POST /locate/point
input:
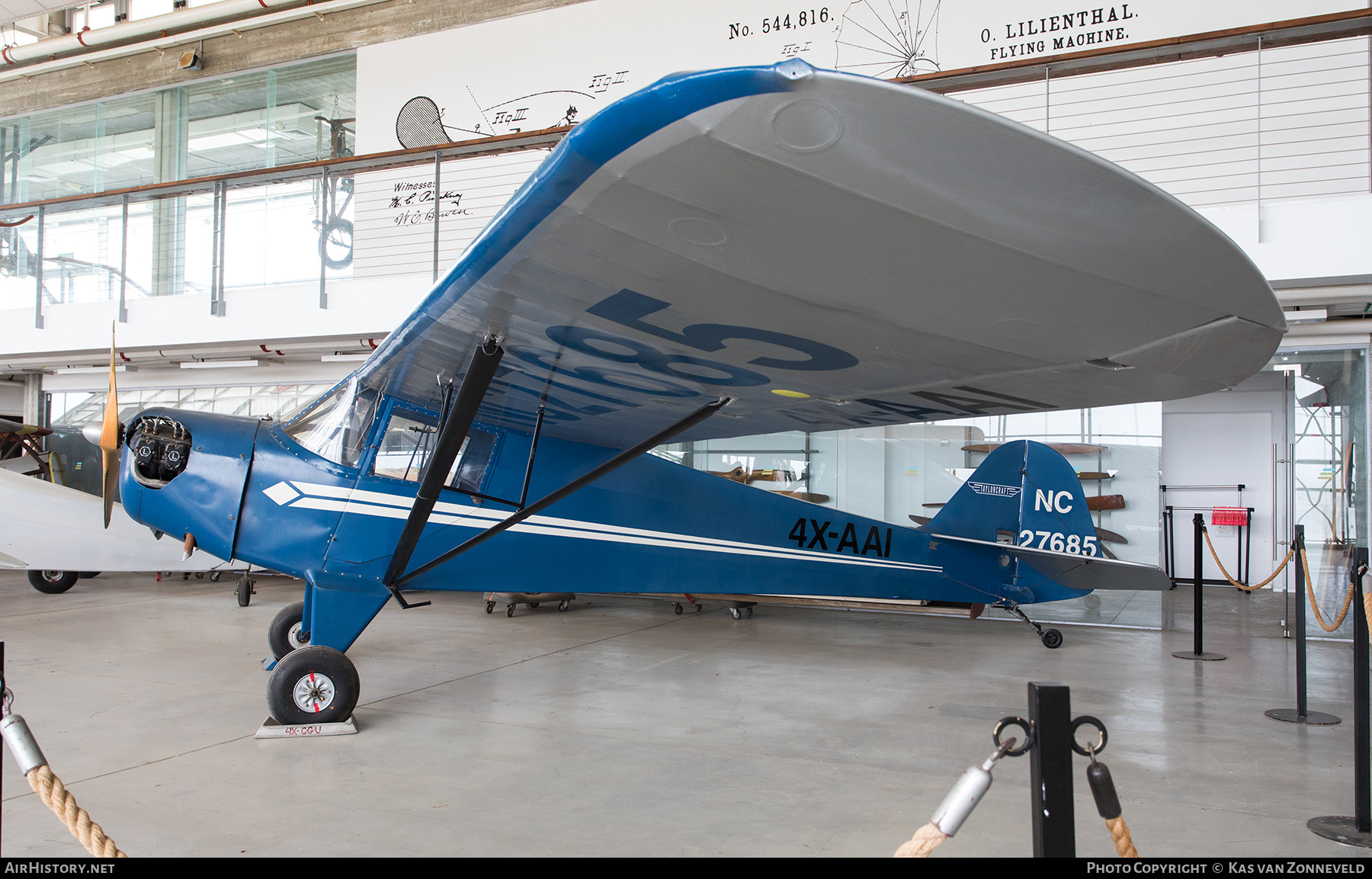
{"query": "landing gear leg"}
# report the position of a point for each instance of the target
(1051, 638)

------------------------------------------------------------

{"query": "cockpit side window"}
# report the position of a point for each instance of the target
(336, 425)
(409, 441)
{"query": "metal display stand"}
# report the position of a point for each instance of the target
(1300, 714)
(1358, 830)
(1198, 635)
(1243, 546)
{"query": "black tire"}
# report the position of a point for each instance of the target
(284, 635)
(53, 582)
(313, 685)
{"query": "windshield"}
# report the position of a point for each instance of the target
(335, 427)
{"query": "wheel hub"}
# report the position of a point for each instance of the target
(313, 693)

------------------------------------------------------------

Copy out each line of the records that holds the string "query".

● **EXERCISE RESPONSE**
{"query": "landing gear leg"}
{"query": "cockpit side window"}
{"query": "metal display stand"}
{"query": "black tire"}
{"query": "windshield"}
{"query": "wheel hub"}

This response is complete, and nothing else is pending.